• **JOB**:
Reproduce each of the lines below word for word, with no changes of any kind.

────────────────

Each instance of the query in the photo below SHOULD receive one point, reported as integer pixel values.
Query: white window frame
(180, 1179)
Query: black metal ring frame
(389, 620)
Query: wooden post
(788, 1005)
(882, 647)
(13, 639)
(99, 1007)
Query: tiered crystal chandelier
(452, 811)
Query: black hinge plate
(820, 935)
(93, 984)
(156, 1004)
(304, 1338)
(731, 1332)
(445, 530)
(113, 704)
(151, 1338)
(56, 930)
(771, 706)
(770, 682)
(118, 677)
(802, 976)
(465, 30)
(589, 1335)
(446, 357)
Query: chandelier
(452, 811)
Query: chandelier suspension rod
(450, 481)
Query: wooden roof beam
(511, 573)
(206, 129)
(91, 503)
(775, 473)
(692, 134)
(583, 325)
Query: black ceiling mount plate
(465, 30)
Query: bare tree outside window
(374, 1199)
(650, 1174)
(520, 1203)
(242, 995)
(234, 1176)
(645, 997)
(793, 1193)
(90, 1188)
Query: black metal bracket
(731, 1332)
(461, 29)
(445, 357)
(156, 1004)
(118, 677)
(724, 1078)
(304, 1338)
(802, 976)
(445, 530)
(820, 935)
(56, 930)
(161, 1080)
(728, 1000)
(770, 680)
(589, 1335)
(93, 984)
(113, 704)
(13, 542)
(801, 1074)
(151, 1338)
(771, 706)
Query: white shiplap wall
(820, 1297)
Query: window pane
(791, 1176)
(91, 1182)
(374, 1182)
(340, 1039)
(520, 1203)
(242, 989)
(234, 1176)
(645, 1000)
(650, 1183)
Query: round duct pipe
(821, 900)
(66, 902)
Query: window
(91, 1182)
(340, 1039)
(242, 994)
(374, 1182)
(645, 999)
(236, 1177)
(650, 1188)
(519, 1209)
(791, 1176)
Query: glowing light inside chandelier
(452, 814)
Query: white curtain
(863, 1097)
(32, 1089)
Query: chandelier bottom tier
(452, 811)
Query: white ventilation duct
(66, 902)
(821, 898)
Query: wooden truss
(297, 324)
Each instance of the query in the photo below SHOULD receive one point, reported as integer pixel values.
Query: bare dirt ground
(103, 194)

────────────────

• **CORRECT RESULT**:
Each instance of the query in the photo below SHOULD receive one point, reported as integer pixel values.
Query: white window frame
(180, 1179)
Query: black metal ring frame
(389, 620)
Query: wooden post
(788, 1005)
(882, 647)
(13, 639)
(99, 1007)
Query: tiered crystal chandelier
(452, 811)
Query: black hinge plate
(820, 935)
(93, 984)
(156, 1004)
(304, 1338)
(731, 1332)
(445, 530)
(113, 704)
(151, 1338)
(56, 930)
(771, 706)
(770, 682)
(118, 677)
(802, 976)
(465, 30)
(589, 1335)
(446, 357)
Query: chandelier
(452, 811)
Query: chandelier suspension rod
(450, 481)
Query: wooden roof beam
(511, 573)
(206, 129)
(91, 503)
(775, 473)
(692, 134)
(583, 325)
Query: black ceiling mount plate
(465, 30)
Query: bare tree outside window
(374, 1199)
(650, 1174)
(520, 1203)
(242, 995)
(234, 1176)
(645, 997)
(793, 1193)
(90, 1188)
Query: black metal bracket
(731, 1332)
(461, 29)
(445, 357)
(156, 1004)
(118, 677)
(724, 1078)
(304, 1338)
(802, 976)
(445, 530)
(820, 935)
(56, 930)
(161, 1080)
(728, 1000)
(770, 680)
(589, 1335)
(93, 984)
(113, 704)
(13, 542)
(801, 1074)
(151, 1338)
(771, 706)
Query: white shiplap wall
(820, 1297)
Query: window pane
(791, 1176)
(91, 1182)
(374, 1182)
(340, 1039)
(520, 1203)
(242, 989)
(234, 1176)
(645, 1000)
(650, 1183)
Query: round duct pipe
(821, 900)
(66, 902)
Query: window
(91, 1182)
(340, 1039)
(242, 994)
(374, 1182)
(645, 999)
(236, 1177)
(650, 1188)
(519, 1209)
(791, 1176)
Query: glowing light inside chandelier
(452, 814)
Query: white curtain
(863, 1097)
(32, 1089)
Query: chandelier bottom tier
(452, 811)
Query: white ventilation duct
(66, 902)
(821, 898)
Query: wooden truss
(297, 324)
Each instance of the query in the photo below SHOULD receive one point, reported as integer pixel values.
Query: bare dirt ground
(103, 194)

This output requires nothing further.